* _WHAT THIS TASK INVOLVES_
Gather every line in the records below that contains the word "hillside", and copy each of those lines in full.

* _MATERIAL_
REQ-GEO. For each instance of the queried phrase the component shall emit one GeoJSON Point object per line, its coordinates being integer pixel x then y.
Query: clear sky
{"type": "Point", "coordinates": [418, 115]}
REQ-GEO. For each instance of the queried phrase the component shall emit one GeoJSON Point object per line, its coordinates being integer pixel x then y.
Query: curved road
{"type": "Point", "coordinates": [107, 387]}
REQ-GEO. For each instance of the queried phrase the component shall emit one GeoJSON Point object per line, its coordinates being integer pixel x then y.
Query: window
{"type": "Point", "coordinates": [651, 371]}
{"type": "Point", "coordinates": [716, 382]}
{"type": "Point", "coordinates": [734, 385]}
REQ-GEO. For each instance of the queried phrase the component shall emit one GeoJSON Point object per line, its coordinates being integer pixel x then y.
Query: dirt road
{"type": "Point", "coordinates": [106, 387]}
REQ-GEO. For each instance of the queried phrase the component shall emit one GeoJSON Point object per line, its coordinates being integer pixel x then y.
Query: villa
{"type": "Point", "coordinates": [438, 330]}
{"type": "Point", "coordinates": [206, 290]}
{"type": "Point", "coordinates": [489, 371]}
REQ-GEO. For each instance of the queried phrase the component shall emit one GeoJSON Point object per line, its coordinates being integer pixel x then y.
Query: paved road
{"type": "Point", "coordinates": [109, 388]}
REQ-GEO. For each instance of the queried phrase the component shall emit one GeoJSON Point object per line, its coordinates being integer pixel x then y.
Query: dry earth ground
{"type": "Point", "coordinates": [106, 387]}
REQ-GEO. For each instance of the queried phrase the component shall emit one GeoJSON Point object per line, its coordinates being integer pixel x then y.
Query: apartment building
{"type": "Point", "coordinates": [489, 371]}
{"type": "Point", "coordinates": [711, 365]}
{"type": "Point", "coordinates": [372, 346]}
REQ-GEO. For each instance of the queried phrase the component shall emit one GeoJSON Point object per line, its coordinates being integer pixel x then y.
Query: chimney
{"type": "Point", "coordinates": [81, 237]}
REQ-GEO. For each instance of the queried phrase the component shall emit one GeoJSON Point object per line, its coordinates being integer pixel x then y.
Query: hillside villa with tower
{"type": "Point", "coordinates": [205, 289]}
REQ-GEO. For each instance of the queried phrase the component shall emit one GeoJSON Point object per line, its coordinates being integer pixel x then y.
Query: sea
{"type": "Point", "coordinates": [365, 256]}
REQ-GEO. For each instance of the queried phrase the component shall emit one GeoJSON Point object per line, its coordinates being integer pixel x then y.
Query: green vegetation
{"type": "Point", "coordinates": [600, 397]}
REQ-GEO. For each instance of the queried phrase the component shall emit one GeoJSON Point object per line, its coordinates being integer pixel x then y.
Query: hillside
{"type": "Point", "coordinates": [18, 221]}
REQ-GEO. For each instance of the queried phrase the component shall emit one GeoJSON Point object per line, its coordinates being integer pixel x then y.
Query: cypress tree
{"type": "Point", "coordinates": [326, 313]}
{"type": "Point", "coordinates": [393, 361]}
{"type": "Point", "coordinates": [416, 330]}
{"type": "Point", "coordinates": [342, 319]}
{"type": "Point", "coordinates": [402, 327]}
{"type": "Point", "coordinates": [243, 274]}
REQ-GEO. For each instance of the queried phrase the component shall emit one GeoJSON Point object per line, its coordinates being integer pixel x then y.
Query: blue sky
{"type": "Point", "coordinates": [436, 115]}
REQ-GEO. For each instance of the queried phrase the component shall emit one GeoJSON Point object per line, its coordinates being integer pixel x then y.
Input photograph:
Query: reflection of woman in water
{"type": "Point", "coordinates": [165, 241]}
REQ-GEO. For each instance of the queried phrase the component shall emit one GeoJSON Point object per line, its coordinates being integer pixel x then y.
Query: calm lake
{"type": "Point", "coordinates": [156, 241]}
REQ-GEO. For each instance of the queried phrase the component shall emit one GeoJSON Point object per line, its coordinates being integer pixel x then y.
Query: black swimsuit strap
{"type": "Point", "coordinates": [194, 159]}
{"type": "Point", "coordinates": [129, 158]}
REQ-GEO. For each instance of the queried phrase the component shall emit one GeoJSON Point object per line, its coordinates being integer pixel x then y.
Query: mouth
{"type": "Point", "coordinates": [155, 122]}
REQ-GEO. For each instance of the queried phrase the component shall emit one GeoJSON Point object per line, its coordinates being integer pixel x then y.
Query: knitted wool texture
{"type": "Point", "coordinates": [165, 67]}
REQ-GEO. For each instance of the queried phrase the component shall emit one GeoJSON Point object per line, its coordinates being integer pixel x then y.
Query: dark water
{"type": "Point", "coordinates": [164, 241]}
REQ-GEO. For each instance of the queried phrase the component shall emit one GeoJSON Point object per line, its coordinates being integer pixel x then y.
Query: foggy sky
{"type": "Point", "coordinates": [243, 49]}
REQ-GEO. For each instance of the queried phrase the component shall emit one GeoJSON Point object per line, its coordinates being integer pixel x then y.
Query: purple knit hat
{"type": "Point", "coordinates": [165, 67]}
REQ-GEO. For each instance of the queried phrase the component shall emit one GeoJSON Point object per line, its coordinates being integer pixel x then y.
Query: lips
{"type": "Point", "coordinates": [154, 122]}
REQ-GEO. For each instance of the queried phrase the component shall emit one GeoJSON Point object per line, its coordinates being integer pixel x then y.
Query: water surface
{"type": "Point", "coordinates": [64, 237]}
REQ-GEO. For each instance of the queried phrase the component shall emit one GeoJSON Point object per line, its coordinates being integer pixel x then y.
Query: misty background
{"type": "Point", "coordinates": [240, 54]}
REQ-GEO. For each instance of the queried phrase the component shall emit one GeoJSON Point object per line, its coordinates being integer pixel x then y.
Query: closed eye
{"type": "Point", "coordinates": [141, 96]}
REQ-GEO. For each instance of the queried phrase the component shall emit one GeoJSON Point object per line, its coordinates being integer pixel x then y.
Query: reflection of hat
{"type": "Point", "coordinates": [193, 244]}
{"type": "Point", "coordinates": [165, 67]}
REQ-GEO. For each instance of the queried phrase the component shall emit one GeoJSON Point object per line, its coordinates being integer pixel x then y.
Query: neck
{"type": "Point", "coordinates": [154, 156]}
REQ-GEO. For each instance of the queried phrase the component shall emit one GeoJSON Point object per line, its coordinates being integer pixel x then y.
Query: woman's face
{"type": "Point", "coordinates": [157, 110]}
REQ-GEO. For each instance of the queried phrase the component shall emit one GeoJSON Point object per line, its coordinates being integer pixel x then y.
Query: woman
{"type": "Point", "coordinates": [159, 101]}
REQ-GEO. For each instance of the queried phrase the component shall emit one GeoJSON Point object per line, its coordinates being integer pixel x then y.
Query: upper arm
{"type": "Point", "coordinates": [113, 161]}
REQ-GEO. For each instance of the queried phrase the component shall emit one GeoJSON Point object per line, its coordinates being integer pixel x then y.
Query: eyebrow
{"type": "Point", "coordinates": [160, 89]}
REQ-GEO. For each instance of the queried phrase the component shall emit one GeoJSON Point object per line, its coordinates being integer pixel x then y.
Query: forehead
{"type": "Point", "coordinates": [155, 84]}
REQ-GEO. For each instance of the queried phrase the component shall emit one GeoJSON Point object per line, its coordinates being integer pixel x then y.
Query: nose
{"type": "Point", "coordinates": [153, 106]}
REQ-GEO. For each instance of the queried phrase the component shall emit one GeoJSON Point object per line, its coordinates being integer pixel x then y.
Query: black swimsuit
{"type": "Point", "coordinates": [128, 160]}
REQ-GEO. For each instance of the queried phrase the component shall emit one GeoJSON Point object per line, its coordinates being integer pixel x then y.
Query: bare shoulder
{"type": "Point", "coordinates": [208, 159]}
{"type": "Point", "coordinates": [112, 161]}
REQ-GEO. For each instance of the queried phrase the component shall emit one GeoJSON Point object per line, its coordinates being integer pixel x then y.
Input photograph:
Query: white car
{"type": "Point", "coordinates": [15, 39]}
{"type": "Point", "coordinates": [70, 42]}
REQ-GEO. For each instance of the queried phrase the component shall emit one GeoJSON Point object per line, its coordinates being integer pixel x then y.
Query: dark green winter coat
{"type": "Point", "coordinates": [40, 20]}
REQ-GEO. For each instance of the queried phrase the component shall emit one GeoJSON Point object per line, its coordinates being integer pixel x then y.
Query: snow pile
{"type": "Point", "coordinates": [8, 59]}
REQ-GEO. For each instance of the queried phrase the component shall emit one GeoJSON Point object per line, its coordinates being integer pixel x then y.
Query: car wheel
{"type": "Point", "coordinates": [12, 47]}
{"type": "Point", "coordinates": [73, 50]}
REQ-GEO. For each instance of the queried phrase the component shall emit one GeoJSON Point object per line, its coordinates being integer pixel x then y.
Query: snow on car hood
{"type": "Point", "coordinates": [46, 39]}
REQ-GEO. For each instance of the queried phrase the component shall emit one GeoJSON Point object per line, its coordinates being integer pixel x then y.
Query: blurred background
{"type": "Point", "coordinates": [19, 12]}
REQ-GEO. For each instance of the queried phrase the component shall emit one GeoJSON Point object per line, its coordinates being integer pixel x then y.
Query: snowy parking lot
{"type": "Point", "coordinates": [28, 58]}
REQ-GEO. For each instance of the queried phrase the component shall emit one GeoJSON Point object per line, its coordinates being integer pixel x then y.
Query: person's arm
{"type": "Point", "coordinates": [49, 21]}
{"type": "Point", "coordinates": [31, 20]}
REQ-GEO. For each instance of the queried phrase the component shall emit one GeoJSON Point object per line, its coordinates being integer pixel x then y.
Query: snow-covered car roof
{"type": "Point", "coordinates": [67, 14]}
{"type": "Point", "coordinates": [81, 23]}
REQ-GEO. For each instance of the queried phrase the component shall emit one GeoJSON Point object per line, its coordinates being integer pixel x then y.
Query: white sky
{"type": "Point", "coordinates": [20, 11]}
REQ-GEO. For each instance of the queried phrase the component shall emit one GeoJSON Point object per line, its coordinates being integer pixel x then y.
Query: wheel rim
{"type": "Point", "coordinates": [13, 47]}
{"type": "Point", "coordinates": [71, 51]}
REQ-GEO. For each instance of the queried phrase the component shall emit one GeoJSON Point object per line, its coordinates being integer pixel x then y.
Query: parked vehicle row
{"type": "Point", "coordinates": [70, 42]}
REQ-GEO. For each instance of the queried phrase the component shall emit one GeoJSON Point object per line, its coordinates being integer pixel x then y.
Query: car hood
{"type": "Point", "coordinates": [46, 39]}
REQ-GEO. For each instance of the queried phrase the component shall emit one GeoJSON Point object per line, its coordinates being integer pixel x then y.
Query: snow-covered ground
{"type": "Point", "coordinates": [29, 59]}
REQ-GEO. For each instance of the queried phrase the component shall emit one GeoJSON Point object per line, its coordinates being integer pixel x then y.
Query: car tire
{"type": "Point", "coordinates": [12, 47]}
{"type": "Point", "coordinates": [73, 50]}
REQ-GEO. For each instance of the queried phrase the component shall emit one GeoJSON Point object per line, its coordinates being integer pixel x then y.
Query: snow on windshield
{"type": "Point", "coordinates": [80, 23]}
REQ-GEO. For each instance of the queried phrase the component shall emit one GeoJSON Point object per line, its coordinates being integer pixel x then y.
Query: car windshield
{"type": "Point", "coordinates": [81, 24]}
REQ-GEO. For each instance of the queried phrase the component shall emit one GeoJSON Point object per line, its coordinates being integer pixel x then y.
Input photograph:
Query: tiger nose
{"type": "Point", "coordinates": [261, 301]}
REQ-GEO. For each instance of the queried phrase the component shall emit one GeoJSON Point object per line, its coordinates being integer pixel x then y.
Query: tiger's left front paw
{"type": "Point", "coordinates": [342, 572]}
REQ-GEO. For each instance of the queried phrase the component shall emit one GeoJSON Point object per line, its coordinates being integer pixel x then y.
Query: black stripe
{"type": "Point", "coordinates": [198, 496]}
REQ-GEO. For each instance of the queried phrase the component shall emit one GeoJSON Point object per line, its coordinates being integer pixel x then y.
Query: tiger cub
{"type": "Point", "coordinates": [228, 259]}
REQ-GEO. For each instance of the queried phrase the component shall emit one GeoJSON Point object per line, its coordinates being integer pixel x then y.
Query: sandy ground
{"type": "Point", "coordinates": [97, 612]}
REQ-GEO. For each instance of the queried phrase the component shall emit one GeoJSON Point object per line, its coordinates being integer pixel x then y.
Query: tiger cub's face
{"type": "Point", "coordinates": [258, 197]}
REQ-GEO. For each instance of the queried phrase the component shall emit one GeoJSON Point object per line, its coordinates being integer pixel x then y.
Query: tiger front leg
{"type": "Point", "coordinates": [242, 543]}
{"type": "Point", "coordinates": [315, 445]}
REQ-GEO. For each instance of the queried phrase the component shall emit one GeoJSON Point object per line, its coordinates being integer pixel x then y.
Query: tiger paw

* _SOLUTION TO THE PROBLEM_
Query: hillside villa with tower
Query: hillside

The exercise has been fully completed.